— BEGIN —

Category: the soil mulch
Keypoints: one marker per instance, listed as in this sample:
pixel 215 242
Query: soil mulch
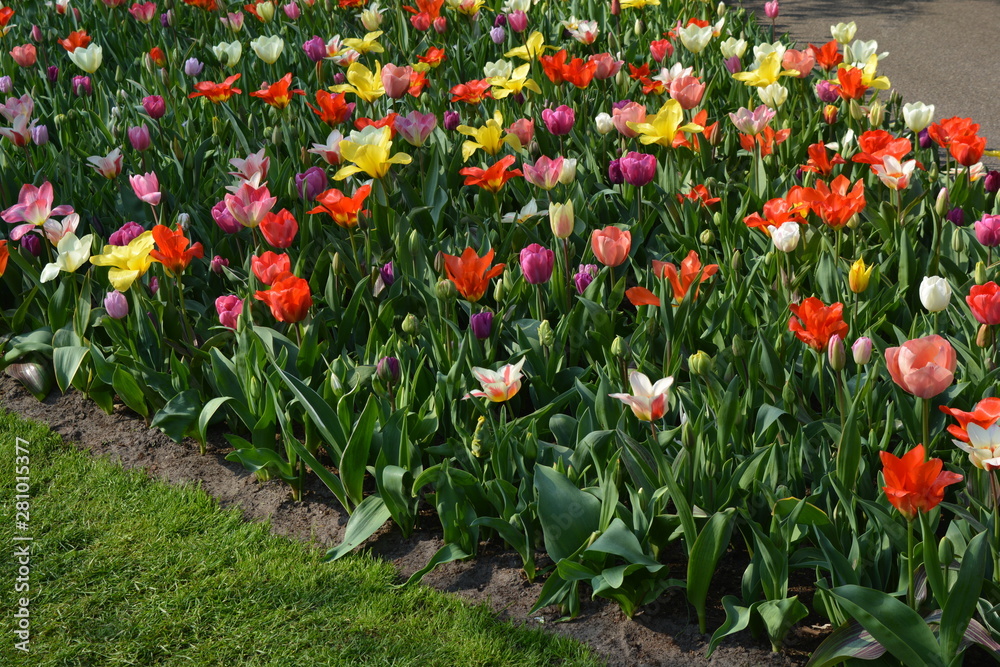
pixel 663 634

— END —

§ Given instruction: Please format the lines of the entries above as a JSON list of strings, one string per line, omitting blank lines and leaving out the pictures.

§ Full solution:
[
  "Category: the soil mulch",
  "Keypoints: one marker per instance, listed as in this sample:",
  "pixel 215 242",
  "Query: soil mulch",
  "pixel 663 634"
]